Review: Flourish: A Visionary New Understanding of Happiness and Well-being
Gaby Meares
This book will help you flourish."
With such a promise as his opening gambit, I was expecting Seligman to provide some concrete ideas that would, indeed, help me to flourish. He does not. What he does do is give an overview of the work he has been doing over the past ten years, using positive psychology. I found some of this very interesting, and some of it rather self-aggrandising.
What I found interesting:
1. Drawn by the future, not driven by the past - “If the circumstances are to be blamed, the individual’s responsibility and will are minimised, if not eliminated. If, in contrast, the action emanates from character and choice, individual responsibility and free will are, at least in part, causes.” Funnily enough, I think this was pretty much how my generation was raised! Swings and roundabouts!
2. The effect of optimism and pessimism on a person’s health, and how this was tested and verified. The arguments that support why optimists are less vulnerable to disease are not some happy hippy rubbish, but rather concrete actions that optimists are more like to take in regard to their well being.
3. Fitness is more important than weight. Being thin does not necessarily mean that you are healthy and will live a long life - however, having a certain level of fitness will definitely have a positive effect on your quality and quantity of life!

*Work to be completed*.
Pick up the book review of *Flourish* after its third point, on fitness and weight, and continue it in the same voice.

*Data block*.
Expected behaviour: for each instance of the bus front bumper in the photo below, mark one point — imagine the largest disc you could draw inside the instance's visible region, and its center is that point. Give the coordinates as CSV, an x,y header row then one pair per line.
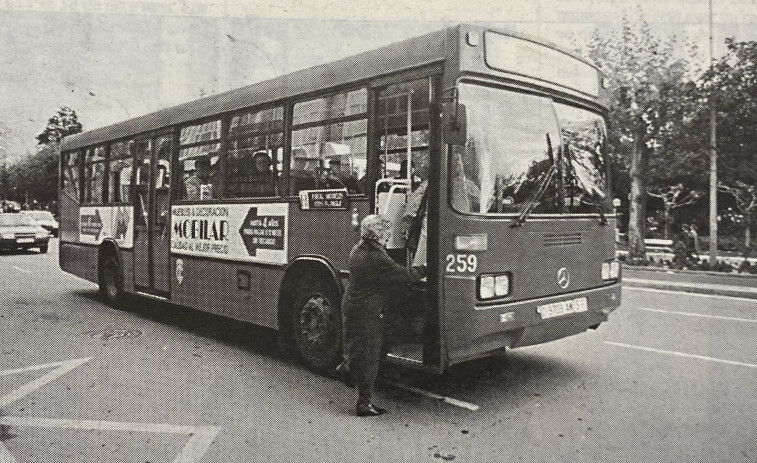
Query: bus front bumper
x,y
477,331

*Expected answer*.
Problems:
1. The work Seligman has done with the US Army to help turn trauma into growth was interesting - but not really relevant to his intended audience, and way too much detail.
2. Seligman does not explain how you can become more optimistic, or why some people are born optimistic and others pessimistic.
3. Who is the intended audience for this book? It’s very hard to tell. It’s way too academic for the pop-psychology reader, who’s looking for a quick dot-point self-help book, and it’s not academic enough for a academia!
What did I gain from reading this book? On page 16 he lists the elements of well-being, which he reiterates on page 241:
Say YES to:
more positive emotion
more positive engagement
better relationships
more meaning in life
more positive accomplishment
Seems pretty obvious to me, and it could have been said much more succinctly!